**Problem to work on**
Render the listing below as a two-column CSV with the header instruction,points, starting at the line containing "the white cloud" and ending at the line containing "[[274, 310], [281, 313], [565, 259]]", and include nothing outside that span. Give one row per instruction, with its text and its answer each in a single quoted field and any line breaks replaced by spaces.

**Materials provided**
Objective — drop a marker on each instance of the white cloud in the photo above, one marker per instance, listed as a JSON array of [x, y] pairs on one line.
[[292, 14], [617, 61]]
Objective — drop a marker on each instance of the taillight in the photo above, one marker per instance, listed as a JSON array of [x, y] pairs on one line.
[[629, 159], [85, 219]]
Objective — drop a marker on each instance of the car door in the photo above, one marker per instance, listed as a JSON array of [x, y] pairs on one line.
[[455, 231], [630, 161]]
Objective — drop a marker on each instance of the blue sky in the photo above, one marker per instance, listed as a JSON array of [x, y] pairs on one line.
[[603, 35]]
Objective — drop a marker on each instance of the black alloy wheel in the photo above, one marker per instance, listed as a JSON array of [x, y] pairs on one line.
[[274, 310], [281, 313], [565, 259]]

---

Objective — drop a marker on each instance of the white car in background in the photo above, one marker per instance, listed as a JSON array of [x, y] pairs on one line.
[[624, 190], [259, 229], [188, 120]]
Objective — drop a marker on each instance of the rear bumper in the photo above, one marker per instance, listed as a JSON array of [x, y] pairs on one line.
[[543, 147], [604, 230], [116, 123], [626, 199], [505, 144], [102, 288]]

--

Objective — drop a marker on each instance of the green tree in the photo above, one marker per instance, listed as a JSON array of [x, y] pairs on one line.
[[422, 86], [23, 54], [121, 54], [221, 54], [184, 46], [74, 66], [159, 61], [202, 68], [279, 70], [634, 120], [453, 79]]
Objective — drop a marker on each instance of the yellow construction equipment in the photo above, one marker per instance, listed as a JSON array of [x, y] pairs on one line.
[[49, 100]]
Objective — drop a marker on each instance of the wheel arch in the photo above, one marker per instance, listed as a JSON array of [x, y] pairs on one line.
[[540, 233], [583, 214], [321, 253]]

**Response to this task**
instruction,points
"Objective — drop a marker on each instance of the white cloud in the photo above, one marker per instance, listed as a JSON array of [x, y] pairs on one line.","[[292, 14], [617, 61]]"
"Objective — drop a marker on each instance of the taillight in the photo above, one marker per instance, listed as a JSON array of [x, y] pairs on one line.","[[629, 159], [85, 219]]"
"Objective — drop a marker on each instance of the car door in the photo above, one marker per instance, listed as a JSON array of [x, y] pairs on one line.","[[455, 231], [630, 161]]"
"Objective — drop a marker on each instance of the blue sky in the photo above, one marker per instance, listed as a JSON array of [x, y] pairs on one line.","[[603, 35]]"
"Objective — drop a marker on each instance of the black alloy wheel in the photo above, one marker per instance, listed as a JSON array of [x, y] pairs on one line.","[[274, 310], [281, 313], [565, 259]]"